→ Your assignment
The records come next. Copy all of them exactly.

++++ Information provided ++++

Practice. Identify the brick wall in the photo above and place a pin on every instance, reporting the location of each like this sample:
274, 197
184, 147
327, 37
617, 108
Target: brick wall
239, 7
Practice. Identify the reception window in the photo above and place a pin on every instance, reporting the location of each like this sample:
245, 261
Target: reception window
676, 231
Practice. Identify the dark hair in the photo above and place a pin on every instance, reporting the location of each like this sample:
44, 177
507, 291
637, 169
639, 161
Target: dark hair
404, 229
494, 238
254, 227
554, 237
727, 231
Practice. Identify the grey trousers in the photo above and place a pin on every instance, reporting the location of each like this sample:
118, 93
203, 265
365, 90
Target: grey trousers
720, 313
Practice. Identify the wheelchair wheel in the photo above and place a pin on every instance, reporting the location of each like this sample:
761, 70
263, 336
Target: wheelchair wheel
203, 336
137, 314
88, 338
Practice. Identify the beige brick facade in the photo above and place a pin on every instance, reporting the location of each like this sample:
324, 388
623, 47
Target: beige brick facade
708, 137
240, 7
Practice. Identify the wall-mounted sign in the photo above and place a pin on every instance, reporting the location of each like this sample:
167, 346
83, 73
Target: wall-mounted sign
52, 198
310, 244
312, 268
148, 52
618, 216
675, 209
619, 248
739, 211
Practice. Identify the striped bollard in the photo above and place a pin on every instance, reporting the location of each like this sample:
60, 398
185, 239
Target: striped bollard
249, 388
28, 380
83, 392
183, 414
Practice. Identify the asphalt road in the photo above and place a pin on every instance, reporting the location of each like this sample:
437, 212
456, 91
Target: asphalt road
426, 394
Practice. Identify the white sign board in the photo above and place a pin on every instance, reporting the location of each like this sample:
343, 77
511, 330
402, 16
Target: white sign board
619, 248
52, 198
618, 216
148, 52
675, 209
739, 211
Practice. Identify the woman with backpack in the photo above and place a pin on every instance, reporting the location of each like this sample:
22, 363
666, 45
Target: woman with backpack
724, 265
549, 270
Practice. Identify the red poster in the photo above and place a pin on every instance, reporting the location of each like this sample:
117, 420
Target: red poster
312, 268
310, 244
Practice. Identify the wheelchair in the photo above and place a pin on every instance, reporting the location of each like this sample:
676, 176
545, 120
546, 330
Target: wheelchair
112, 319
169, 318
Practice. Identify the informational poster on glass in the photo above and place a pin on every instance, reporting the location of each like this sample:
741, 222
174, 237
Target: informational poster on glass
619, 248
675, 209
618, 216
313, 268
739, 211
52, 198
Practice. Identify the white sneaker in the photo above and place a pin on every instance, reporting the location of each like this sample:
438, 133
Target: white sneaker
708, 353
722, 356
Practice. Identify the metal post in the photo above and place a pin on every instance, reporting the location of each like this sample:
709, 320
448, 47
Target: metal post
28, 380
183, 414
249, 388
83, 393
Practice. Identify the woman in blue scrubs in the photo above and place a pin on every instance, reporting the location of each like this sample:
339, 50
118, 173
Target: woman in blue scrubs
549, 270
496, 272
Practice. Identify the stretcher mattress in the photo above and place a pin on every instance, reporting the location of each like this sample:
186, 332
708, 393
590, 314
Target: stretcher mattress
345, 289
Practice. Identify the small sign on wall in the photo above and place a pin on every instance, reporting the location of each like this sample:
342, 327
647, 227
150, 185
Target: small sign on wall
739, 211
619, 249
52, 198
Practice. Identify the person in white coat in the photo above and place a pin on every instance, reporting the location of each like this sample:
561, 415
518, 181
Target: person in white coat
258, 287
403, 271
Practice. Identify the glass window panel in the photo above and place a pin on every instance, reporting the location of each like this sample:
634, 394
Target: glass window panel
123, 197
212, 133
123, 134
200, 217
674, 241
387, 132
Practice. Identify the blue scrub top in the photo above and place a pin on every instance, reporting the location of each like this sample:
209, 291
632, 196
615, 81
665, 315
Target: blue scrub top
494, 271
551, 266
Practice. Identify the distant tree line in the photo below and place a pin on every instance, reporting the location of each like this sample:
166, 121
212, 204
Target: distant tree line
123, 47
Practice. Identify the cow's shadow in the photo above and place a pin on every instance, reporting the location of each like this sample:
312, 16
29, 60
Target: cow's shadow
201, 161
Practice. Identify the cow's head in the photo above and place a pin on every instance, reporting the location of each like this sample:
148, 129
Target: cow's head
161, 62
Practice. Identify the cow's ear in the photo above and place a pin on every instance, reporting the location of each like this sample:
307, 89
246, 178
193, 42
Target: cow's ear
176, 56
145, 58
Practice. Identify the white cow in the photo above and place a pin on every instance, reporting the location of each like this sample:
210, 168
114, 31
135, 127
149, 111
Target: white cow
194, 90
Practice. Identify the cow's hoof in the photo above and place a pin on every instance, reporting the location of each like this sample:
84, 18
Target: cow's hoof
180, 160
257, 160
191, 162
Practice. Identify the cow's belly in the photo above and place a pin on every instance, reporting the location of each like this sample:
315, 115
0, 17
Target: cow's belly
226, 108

++++

→ Solved exercise
Practice. Identify the brick wall in the photo above and place a pin on every instance, reporting the location of each like this sample:
274, 197
184, 147
327, 37
617, 108
Target: brick wall
239, 7
Practice. Identify the reception window in the photo above and place a pin on every instance, reporting the location of each like this sample:
245, 261
Target: reception window
676, 231
Practice. Identify the dark hair in the photo above and place a pin on every instance, reporting the location of each like this sample:
44, 177
507, 291
637, 169
639, 161
Target: dark hair
404, 229
494, 238
254, 227
554, 237
727, 231
Practice. Identify the grey trousers in the photo above and place a pin on every instance, reporting the location of each like this sample:
118, 93
203, 265
365, 90
Target: grey trousers
720, 313
Practice. Identify the wheelchair wheel in the photo above and place a pin on every instance, reporting the location of each like this sample:
761, 70
263, 336
Target: wheelchair wheel
203, 336
137, 314
88, 338
Practice. Identify the beige brick facade in the photo above and place a pin on every instance, reporting the location of each like this sample:
324, 388
623, 47
Target: beige brick facade
708, 137
240, 7
Practice. Identify the wall-mounted sign in the photo above and place a pin on every instance, reporting the location of each like this sample:
167, 346
83, 73
Target: wall-mounted sign
52, 198
310, 244
312, 268
148, 52
618, 216
675, 209
619, 248
739, 211
Practice. Identify the striped bollard in the photo above and place a pin on every instance, reporting the location of each like this sample:
60, 398
185, 239
Target: striped bollard
249, 388
28, 380
83, 392
183, 414
Practice. Identify the asphalt road in the photo above and place a pin on every instance, reporting the location of each like this sample:
437, 212
456, 91
Target: asphalt road
426, 394
Practice. Identify the white sign board in the photo above and place a pin on every instance, reporting the location of each like this sample:
343, 77
511, 330
402, 16
Target: white sign board
619, 248
52, 198
618, 216
148, 52
675, 209
739, 211
Practice. Identify the woman with backpack in the photo above and place a pin on every instance, reporting the location of each like this sample:
22, 363
666, 45
Target: woman with backpack
724, 265
549, 270
Practice. Identify the red poster in the photo above and place a pin on every instance, reporting the location of each like this sample:
117, 420
Target: red poster
312, 268
310, 244
Practice. Identify the wheelchair in the photo above and place a pin on every instance, reporting the location of each like this sample:
676, 176
545, 120
546, 330
Target: wheelchair
112, 319
169, 318
Practice. Identify the informational poster on glass in the photo above and place a pin on every instance, reporting the location of each like this sample:
741, 222
174, 237
Target: informational poster on glass
619, 248
675, 209
618, 216
313, 268
739, 211
52, 198
Practice. Identify the white sneaker in the photo above and place a pin on every instance, reporting the location of each like this sample:
438, 133
Target: white sneaker
708, 353
722, 356
Practice. Identify the metal post in the photo above and place a pin on every instance, reporting the location of each like this sample:
709, 320
448, 47
Target: metal post
28, 380
183, 414
249, 388
83, 393
Practice. Identify the woman in blue scrubs in the photo above and place a pin on every instance, reporting the location of each like this sample:
339, 50
118, 173
Target: woman in blue scrubs
549, 270
496, 272
Practice. Identify the stretcher mattress in the photo above and place a pin on every instance, reporting the location of each like this sample:
186, 332
708, 393
590, 314
Target: stretcher mattress
345, 289
Practice. Identify the small sign on wall in the photo above and place a pin on every instance, reporting the location of each like this sample:
342, 327
647, 227
150, 185
Target: small sign on wall
739, 211
619, 249
52, 198
Practice. Identify the person in white coat in the photo above and place a pin on every instance, reporting the location of each like this sample:
561, 415
518, 181
Target: person in white coat
258, 287
403, 271
Practice. Identify the glass window panel in the photo above and place a pin on every instance, reporting the location of each like this sample:
634, 394
Target: glass window panel
123, 197
212, 133
123, 134
200, 217
674, 241
387, 132
Practice. Identify the blue scrub top in the photo above and place a pin on every instance, reporting the location of each like this sample:
209, 291
632, 196
615, 81
665, 315
Target: blue scrub top
494, 271
551, 266
Practice. Identify the distant tree line in the photo below and place a pin on every instance, reporting the location of each like this sample:
166, 121
212, 204
Target: distant tree line
123, 47
Practice. Identify the cow's shadow in the photo above and place a pin on every instance, reporting the location of each like this sample:
312, 16
29, 60
Target: cow's shadow
201, 161
Practice. Identify the cow's head in the photo above and place a pin on every instance, reporting the location of each like this sample:
148, 129
Target: cow's head
161, 62
Practice. Identify the cow's ear in the photo above and place a pin on every instance, reporting the location of each like this sample:
307, 89
246, 178
193, 42
Target: cow's ear
176, 56
145, 58
Practice. Identify the white cow in the photo above and place a pin on every instance, reporting the location of each like this sample:
210, 168
114, 31
135, 127
149, 111
Target: white cow
194, 90
Practice. Identify the cow's hoof in the photo above and place a pin on every instance, reporting the location of each like this sample:
84, 18
Target: cow's hoof
180, 160
257, 160
191, 162
Practice. Identify the cow's belly in the photo above and place a pin on every instance, reporting the location of each like this sample:
315, 115
0, 17
Target: cow's belly
226, 108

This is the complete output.